- **RECORDS FOR PROCESSING**:
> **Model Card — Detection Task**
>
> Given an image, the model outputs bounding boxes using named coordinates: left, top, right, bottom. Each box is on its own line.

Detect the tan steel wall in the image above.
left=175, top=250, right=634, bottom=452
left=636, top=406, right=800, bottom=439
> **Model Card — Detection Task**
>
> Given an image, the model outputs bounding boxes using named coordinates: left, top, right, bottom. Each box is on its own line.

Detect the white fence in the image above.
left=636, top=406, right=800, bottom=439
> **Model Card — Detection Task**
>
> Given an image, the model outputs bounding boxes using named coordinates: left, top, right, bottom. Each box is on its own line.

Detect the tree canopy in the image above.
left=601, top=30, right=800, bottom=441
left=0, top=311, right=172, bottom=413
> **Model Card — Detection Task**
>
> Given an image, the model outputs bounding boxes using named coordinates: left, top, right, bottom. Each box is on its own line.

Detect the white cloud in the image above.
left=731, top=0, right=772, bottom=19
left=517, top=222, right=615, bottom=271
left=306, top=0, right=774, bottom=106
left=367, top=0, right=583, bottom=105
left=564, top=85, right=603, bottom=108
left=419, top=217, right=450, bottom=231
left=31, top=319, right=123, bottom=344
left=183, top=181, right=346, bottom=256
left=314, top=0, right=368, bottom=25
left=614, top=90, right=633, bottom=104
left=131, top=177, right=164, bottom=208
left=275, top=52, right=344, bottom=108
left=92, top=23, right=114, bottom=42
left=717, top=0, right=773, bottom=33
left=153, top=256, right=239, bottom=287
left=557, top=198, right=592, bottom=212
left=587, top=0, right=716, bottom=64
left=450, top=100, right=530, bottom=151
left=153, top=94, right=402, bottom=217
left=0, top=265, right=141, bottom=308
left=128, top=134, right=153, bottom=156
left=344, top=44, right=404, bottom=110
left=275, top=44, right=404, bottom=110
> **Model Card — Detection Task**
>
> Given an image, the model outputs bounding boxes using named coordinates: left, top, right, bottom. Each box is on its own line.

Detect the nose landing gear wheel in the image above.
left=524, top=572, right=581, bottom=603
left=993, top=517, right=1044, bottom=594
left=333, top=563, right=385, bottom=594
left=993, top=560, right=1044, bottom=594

- **WHAT THE TASK REQUIRES**: Substitute "Reference Sheet" for every occurrence of "Model Card" in the material above and reproduce all of it with nothing else changed.

- **PROBLEM SOLUTION**:
> **Reference Sheet — Detection Task**
>
> Given an image, the model outputs bounding boxes using named coordinates: left, top, right, bottom. Each box is on its own line.

Detect the tan steel wall in the image above.
left=175, top=250, right=634, bottom=452
left=636, top=406, right=800, bottom=439
> **Reference Sheet — Detection Task**
>
> Given an image, the model outputs bounding boxes using named coordinates: left, top, right, bottom. Each box is on its own line.

Detect the white fence in the image above.
left=636, top=406, right=800, bottom=439
> **Reference Sheet — Detection Task**
>
> Given an image, the model outputs bounding boxes using named coordinates: left, top, right, bottom. Each box is on its own line.

Detect the tree canopy in the image above.
left=601, top=30, right=800, bottom=441
left=0, top=311, right=172, bottom=413
> **Reference Sheet — Detection Task**
>
> Given an image, the model outputs bounding boxes using named coordinates: left, top, right, bottom. Each box is on its own line.

Detect the white cloud in the image above.
left=731, top=0, right=772, bottom=19
left=517, top=222, right=615, bottom=271
left=306, top=0, right=774, bottom=106
left=367, top=0, right=583, bottom=105
left=564, top=85, right=603, bottom=108
left=419, top=217, right=450, bottom=231
left=31, top=319, right=123, bottom=344
left=183, top=181, right=346, bottom=256
left=314, top=0, right=368, bottom=25
left=614, top=90, right=633, bottom=104
left=131, top=177, right=164, bottom=208
left=275, top=52, right=344, bottom=108
left=92, top=23, right=114, bottom=42
left=717, top=0, right=773, bottom=33
left=153, top=256, right=239, bottom=287
left=557, top=198, right=592, bottom=212
left=587, top=0, right=716, bottom=64
left=450, top=100, right=530, bottom=151
left=153, top=94, right=402, bottom=217
left=0, top=265, right=141, bottom=308
left=128, top=134, right=153, bottom=156
left=344, top=44, right=404, bottom=110
left=275, top=44, right=404, bottom=110
> **Reference Sheet — Detection Task**
>
> Given an image, the model outputs bounding boxes using named coordinates: left, top, right, bottom. Each box is on its own line.

Detect the nose landing gear wheel in the image above.
left=524, top=572, right=581, bottom=603
left=993, top=517, right=1044, bottom=594
left=333, top=563, right=385, bottom=594
left=993, top=560, right=1044, bottom=594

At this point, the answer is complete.